— begin —
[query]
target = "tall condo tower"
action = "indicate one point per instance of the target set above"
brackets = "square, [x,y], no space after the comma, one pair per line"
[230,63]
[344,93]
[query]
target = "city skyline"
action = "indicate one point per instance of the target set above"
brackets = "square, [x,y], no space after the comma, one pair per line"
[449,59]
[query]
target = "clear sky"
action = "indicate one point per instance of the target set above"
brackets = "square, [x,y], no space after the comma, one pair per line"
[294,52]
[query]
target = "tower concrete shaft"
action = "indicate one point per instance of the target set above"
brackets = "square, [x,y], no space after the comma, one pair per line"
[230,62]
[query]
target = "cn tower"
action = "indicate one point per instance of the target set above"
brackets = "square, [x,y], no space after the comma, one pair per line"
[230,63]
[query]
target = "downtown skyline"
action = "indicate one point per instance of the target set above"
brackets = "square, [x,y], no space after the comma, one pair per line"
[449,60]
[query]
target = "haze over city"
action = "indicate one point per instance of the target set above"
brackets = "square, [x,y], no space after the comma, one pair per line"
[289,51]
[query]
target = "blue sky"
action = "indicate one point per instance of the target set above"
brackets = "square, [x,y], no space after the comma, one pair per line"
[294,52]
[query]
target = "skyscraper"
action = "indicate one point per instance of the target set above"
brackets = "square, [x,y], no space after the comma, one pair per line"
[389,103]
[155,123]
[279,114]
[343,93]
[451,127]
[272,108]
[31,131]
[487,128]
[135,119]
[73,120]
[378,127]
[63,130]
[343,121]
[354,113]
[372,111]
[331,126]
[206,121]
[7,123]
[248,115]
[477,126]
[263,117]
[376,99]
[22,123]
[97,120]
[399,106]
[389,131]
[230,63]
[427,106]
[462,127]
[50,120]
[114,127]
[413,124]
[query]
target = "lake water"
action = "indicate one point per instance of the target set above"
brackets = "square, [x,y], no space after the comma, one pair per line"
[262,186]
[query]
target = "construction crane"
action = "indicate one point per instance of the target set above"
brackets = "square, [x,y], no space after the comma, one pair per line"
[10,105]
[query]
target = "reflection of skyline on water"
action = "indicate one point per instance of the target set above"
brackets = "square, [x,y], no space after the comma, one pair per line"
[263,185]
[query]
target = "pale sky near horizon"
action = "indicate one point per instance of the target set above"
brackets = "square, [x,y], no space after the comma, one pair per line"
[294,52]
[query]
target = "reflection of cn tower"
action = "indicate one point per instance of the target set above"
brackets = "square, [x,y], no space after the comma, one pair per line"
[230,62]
— end —
*Your instructions*.
Extract all of the data shown above without alteration.

*Output below*.
[query]
target = "tall condo tower"
action = "indicate one point per instance of the target set above"
brackets = "square, [x,y], no space after the comma, one pair per line"
[230,63]
[344,93]
[query]
target = "city skyline"
action = "indicate one point per instance of the target set above"
brackets = "square, [x,y], no space after the comma, one pair per line"
[449,59]
[query]
target = "clear sky"
action = "indicate one point per instance of the target set above"
brackets = "square, [x,y], no space after the comma, one pair per line"
[294,52]
[query]
target = "tower concrete shaft"
action = "indicate one point per instance of the target set above"
brackets = "square, [x,y], no space after the comma, one pair per line"
[230,62]
[query]
target = "cn tower"
action = "indicate one point per instance of the target set above"
brackets = "square, [x,y], no space after the comma, one pair per line"
[230,63]
[query]
target = "downtown skyline"
action = "indicate one point per instance of the target set above"
brackets = "square, [x,y], no space after the comma, one pair per line"
[449,60]
[query]
target = "haze over city"
action = "indicate one point per instance of the target set above"
brackets = "square, [x,y], no space after the comma, one pair per line"
[289,51]
[query]
target = "blue sky"
action = "indicate one point per instance of the target set above"
brackets = "square, [x,y], no space after the comma, one pair per line"
[294,52]
[query]
target = "skyscraper"
action = "indicate one point per instance of the target set above"
brackets = "square, [x,y], no space after the comma, one pair per line"
[389,103]
[155,123]
[279,114]
[343,93]
[451,127]
[272,108]
[31,131]
[487,128]
[135,119]
[73,120]
[378,127]
[63,130]
[343,121]
[354,113]
[372,111]
[331,126]
[206,121]
[7,123]
[248,115]
[477,126]
[263,117]
[376,99]
[22,123]
[97,120]
[399,106]
[389,131]
[230,63]
[427,106]
[462,127]
[50,120]
[114,127]
[413,124]
[query]
target = "lake water"
action = "indicate one point per instance of the target set above"
brackets = "square, [x,y], no space after the comma, one pair per line"
[262,186]
[query]
target = "construction crane"
action = "indicate one point per instance of the target set above"
brackets = "square, [x,y], no space after the comma, one pair per line"
[10,105]
[query]
target = "reflection of skyline on water"
action = "indicate one point per instance of the target set above"
brackets = "square, [x,y], no space after the comma, one pair per line"
[263,185]
[query]
target = "pale sky near horizon"
action = "indicate one point per instance of the target set above"
brackets = "square, [x,y], no space after the comma, one pair per line"
[294,52]
[query]
target = "reflection of cn tower"
action = "indicate one point per instance of the target set above"
brackets = "square, [x,y], no space after the comma, one pair per line"
[230,62]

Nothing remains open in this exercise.